──────── ENTRÉES

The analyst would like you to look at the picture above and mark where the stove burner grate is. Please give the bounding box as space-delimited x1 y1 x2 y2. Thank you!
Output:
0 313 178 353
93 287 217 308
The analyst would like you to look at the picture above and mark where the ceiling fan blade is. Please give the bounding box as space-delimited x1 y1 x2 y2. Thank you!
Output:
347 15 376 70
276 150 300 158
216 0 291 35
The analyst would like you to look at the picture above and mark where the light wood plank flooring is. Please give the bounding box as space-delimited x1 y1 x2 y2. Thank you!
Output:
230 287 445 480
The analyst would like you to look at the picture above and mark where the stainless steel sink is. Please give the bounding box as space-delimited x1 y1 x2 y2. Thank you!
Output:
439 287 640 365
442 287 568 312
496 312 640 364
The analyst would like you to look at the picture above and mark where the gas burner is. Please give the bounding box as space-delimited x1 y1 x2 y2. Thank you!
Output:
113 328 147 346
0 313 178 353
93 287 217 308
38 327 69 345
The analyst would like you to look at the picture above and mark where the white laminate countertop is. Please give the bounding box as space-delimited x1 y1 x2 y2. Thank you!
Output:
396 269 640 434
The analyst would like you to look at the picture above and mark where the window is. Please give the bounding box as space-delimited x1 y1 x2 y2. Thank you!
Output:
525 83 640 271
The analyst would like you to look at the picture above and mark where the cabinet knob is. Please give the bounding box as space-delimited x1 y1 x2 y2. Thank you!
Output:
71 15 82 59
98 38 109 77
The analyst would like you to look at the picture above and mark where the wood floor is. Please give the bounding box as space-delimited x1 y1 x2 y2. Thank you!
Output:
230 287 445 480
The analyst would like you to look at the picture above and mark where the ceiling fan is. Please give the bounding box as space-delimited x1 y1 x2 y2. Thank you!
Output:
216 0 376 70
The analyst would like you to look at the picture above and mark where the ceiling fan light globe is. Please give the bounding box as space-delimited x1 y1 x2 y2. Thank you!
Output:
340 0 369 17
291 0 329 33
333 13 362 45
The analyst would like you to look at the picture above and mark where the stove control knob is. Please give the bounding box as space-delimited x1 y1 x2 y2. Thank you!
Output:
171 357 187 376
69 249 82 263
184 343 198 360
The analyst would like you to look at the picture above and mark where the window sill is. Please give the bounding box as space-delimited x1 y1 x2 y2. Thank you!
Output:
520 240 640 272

────────────────

▸ **CONSIGNE**: Repérez chacune des lignes ci-dessus qui contient le mot « burner », puis recopiez-les.

▸ **RÉPONSE RÉDIGÉE**:
The analyst would like you to look at the picture above and mark where the stove burner grate is. Please give the bounding box as space-delimited x1 y1 x2 y2. Thank you!
The analyst would like you to look at the picture above and mark where the gas burner is. Please give the bounding box as space-delimited x1 y1 x2 y2. Thank you!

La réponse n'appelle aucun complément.